### Document passage ###

# Cichlid identification help please



## Spicoli (Dec 11, 2012)

I inherited several "african cichlids" from someone who was getting out of the hobby. I'm not too sure what i have here aside from a yellow lab. orange leulipi and some convicts. Maybe a yellow tail acei. Not sure what a couple are so lets get the game started.


----------



## Ryan.Wilton (Dec 12, 2012)

They're a type of Hap. I can't recall the exact species I used to have one. He grew to about 8" so watch out he may get large. Mine wasn't overly aggressive, but he still was aggressive.


----------



## Car2n (Jun 7, 2011)

The first two pictures,
VC-10 Placidochromis milomo


----------



## MDR (Feb 20, 2012)

The last two look like a Lwanda peacock and the last one is a female something or other. My guess is a hybrid rostratus.


----------



## afishcionado (Feb 13, 2012)

*3rd pic*

looks like a sunshine peacock, got one that looks exactly like it.


----------



## Spicoli (Dec 11, 2012)

Bejeweled1 said:


> looks like a sunshine peacock, got one that looks exactly like it.

### Extracted information ###

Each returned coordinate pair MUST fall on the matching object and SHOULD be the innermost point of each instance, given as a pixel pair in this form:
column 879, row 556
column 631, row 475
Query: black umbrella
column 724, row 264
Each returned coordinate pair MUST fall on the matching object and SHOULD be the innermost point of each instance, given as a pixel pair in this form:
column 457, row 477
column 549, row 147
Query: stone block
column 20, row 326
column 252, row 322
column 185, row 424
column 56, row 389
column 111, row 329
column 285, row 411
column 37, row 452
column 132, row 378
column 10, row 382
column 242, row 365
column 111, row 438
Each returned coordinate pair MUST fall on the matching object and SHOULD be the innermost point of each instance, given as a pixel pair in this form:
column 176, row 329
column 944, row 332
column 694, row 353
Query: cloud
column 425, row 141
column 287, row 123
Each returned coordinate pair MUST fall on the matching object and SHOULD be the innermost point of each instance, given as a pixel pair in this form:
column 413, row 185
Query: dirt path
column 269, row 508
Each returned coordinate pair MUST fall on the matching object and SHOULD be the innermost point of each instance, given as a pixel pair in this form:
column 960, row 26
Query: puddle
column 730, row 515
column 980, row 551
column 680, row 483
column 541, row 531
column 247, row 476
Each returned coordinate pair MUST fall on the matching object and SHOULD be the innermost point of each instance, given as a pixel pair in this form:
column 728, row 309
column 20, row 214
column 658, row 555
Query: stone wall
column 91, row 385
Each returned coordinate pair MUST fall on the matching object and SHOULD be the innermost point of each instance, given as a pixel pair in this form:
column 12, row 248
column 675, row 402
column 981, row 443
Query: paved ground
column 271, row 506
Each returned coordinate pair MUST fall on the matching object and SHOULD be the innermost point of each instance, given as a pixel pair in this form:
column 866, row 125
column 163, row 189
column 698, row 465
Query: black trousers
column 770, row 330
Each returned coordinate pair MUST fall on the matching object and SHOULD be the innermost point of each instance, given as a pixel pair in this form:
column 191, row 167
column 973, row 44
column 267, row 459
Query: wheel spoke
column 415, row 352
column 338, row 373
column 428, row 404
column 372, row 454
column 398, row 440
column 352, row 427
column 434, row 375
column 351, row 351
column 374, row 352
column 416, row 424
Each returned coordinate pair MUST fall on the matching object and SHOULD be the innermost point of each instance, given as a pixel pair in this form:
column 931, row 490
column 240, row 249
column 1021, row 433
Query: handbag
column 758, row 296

###

Instructions:
- A) In the cichlid thread, about how large did Ryan.Wilton's fish grow?
- B) Copy out the stretch of the cichlid thread from "I inherited several" through "(Dec 12, 2012)".
The listing isn't needed for any of this.

Outputs for the tasks:
- A) About 8 inches.

- B)
I inherited several "african cichlids" from someone who was getting out of the hobby. I'm not too sure what i have here aside from a yellow lab. orange leulipi and some convicts. Maybe a yellow tail acei. Not sure what a couple are so lets get the game started.


----------



## Ryan.Wilton (Dec 12, 2012)